■ YOUR GOAL: Reproduce verbatim the portion of the items that begins with the line containing "the humvee windshield" and continues through the end of the items, including both the first and the last line.

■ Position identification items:
···
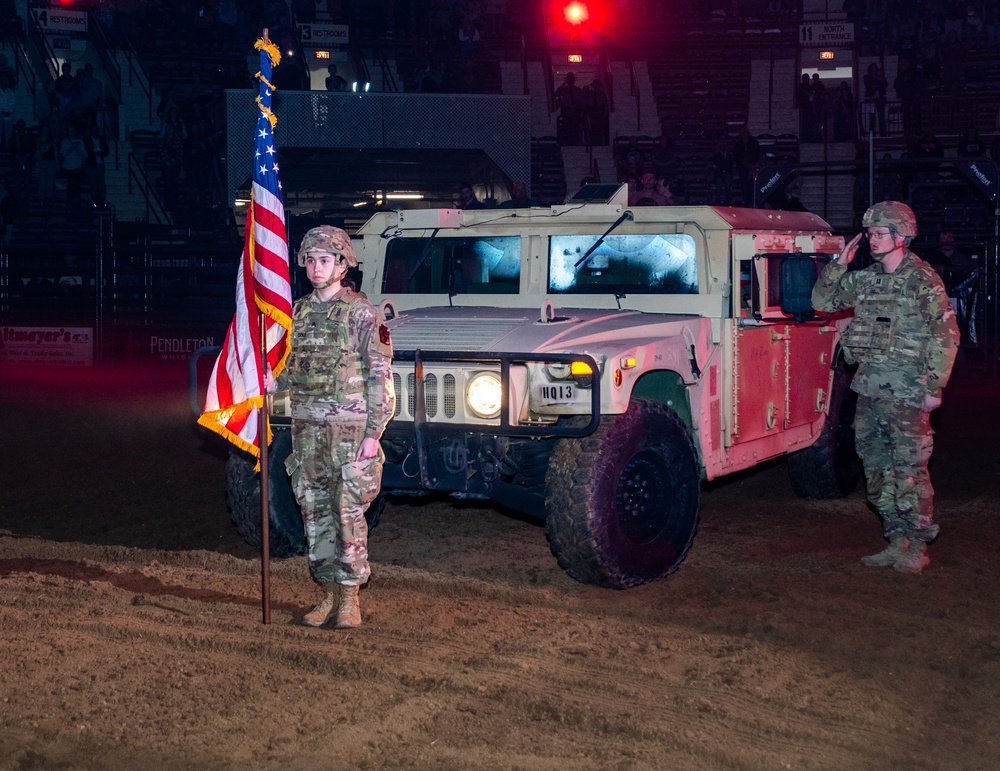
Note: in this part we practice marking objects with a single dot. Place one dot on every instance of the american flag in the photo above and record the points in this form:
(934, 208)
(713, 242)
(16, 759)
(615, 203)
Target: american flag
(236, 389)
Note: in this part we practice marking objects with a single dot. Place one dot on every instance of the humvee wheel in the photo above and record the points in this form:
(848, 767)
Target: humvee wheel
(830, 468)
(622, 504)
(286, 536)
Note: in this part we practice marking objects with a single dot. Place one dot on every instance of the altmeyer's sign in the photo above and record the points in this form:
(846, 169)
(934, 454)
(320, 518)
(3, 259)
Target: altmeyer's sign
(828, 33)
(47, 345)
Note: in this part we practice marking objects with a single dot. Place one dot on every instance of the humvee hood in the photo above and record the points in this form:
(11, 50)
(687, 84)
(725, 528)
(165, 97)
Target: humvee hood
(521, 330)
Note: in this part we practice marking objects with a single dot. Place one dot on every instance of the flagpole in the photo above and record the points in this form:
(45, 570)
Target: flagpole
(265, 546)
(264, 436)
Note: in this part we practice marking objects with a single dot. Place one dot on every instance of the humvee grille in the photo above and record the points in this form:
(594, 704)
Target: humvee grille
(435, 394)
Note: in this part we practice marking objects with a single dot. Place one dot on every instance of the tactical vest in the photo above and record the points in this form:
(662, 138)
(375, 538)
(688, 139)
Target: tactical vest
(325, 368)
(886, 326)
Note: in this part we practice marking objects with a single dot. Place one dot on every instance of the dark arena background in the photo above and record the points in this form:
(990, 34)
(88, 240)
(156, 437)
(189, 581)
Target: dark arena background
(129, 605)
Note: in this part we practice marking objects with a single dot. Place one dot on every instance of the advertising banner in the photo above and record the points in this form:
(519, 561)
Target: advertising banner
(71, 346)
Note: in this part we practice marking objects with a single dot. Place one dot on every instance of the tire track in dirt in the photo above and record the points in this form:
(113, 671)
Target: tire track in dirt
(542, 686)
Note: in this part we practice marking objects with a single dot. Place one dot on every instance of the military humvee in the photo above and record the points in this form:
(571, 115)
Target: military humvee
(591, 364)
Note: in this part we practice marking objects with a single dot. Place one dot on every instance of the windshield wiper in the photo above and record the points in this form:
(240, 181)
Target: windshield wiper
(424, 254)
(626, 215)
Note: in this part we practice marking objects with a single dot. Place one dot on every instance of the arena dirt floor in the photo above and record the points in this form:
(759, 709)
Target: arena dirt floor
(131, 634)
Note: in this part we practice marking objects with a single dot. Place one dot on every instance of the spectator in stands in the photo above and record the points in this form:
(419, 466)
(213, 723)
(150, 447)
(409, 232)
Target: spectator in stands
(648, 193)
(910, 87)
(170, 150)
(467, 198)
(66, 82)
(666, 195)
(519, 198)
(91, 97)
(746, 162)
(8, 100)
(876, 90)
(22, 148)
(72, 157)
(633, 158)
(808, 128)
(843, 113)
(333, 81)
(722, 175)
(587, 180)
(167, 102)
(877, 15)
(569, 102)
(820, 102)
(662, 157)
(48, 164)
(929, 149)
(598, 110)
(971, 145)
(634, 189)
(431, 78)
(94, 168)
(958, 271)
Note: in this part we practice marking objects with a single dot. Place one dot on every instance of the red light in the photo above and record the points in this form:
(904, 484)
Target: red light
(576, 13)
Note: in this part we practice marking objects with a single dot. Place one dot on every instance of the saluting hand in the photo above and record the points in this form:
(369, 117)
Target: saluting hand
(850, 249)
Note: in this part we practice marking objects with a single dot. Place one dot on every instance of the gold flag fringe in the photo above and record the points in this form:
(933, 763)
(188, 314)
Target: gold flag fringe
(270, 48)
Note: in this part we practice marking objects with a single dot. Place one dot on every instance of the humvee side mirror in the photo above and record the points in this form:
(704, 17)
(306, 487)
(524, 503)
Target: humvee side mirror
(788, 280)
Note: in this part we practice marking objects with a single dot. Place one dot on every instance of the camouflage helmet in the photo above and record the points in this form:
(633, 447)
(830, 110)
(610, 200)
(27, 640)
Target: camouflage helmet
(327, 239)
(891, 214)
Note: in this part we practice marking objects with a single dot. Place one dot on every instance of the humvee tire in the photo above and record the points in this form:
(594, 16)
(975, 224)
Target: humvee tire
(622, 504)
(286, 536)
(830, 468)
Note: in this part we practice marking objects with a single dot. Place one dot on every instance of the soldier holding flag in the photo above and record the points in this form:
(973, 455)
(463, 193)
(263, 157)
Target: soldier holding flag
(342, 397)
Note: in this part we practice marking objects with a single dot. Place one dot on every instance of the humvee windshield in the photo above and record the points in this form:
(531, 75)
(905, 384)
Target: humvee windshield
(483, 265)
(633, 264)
···
■ THE REPLY:
Note: in this part we practice marking objects with a single dot. Place one dot on every instance of the humvee windshield in the photo above and record the points in this form:
(531, 75)
(905, 384)
Target: humvee windshield
(483, 265)
(633, 264)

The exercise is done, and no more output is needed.